[Your objective] Could every line of the data be copied out once more, exactly?

[Region pointing data]

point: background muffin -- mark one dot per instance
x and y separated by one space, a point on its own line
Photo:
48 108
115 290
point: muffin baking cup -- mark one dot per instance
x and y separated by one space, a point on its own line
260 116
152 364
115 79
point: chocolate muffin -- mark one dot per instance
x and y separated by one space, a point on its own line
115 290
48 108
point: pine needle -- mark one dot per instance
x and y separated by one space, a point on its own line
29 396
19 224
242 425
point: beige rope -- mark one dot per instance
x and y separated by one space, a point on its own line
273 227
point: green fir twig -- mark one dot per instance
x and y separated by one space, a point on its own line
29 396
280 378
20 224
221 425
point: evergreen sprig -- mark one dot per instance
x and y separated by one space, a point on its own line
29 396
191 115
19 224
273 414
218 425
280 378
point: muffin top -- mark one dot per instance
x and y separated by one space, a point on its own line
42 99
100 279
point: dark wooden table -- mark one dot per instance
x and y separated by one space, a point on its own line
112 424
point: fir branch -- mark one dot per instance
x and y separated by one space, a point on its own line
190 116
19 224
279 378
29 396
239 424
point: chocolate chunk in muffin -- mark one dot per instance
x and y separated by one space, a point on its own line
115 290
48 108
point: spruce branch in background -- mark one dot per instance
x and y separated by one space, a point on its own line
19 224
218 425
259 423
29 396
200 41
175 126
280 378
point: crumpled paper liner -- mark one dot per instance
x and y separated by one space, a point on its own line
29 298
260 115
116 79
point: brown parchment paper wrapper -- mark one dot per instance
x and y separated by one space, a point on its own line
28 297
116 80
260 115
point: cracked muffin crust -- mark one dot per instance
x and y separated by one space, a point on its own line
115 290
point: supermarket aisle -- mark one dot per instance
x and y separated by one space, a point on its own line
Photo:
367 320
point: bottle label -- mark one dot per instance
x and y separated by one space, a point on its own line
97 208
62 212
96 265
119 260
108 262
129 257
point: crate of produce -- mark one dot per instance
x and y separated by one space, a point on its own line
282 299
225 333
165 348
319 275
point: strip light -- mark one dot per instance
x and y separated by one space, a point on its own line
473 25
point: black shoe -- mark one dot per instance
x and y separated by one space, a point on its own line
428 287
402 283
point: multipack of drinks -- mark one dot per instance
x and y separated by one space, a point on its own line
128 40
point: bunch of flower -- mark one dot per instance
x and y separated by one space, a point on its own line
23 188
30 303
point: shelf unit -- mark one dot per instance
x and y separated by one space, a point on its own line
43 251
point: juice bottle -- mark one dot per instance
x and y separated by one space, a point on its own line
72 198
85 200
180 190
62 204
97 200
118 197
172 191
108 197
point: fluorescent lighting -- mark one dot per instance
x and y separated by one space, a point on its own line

[Output of the exercise]
point: background muffin -- mark one dot per instance
x and y separated by one space, a point on its own line
Photo:
48 108
115 290
point: muffin baking cup -- mark one dot per instance
x and y separated by one space, a point on its own line
260 116
152 364
115 79
point: chocolate muffin -- mark one dot per instance
x and y separated by one space, a point on its own line
115 290
48 108
point: pine needle -- mark one dot per instance
x and y separated by one space, a point on its own line
29 396
19 224
242 425
point: beige rope -- mark one dot per instance
x and y separated by one space, a point on its own line
273 227
point: green fir twig -- mark one dot per instance
x and y separated by one space, a point on its own line
29 396
280 378
20 224
221 425
point: evergreen sprig -- mark one dot per instance
x and y separated by one space, a point on its own line
29 396
191 115
19 224
273 414
218 425
280 378
point: muffin top -- mark one dot per instance
x and y separated by one space, a point on its own line
42 99
100 279
point: dark wooden table -- mark one dot per instance
x and y separated by one space, a point on its own line
112 424
point: fir branch -- mark one dot per instance
x and y separated by one space, a point on its own line
190 116
19 224
279 378
29 396
239 424
point: chocolate chunk in muffin -- mark one dot per instance
x and y separated by one space, a point on its own line
115 290
48 108
point: spruce branch in background -- mark one dot per instance
x and y separated by one space, a point on its own line
19 224
218 425
259 423
29 396
200 41
175 126
280 378
point: crumpled paper liner -- mark one dot per instance
x and y separated by one space, a point on its own line
29 298
260 115
116 79
point: brown parchment paper wrapper -- mark one dot per instance
x and y separated by one space, a point on its own line
28 297
116 80
260 115
point: cracked muffin crust -- mark one dot per instance
x and y separated by one space, a point on its own line
115 290
point: supermarket aisle -- mark one dot per instance
x and y separated by one space, a point on its own line
Photo:
367 320
point: bottle label -- mark one dot per instance
x and y separated by one space, a point on its own line
97 208
62 212
96 265
119 260
108 262
129 257
point: crate of produce -- mark one dot per instance
x and y separated by one space, a point on its own line
282 299
225 333
165 348
319 275
point: strip light -- mark one dot per instance
x and y separated by one space, a point on its own line
473 25
point: black shoe -- mark one dot per instance
x and y separated by one space, a point on its own line
428 287
402 283
point: multipack of drinks -- mark one dot per instance
x and y separated by one space, a point on its own line
128 40
point: bunch of flower -- mark one dot per instance
x and y separated by one space, a point on its own line
23 188
30 303
point: shelf unit -- mark one dot per instance
x and y separated by one space, a point on its own line
43 251
point: juice bottle -- mark one dot per instance
x and y separated by one space, a point on its own line
72 198
85 200
180 190
62 204
97 200
118 197
172 191
108 197
point: fluorescent lighting -- mark one dot per instance
x and y separated by one space, a point on its own line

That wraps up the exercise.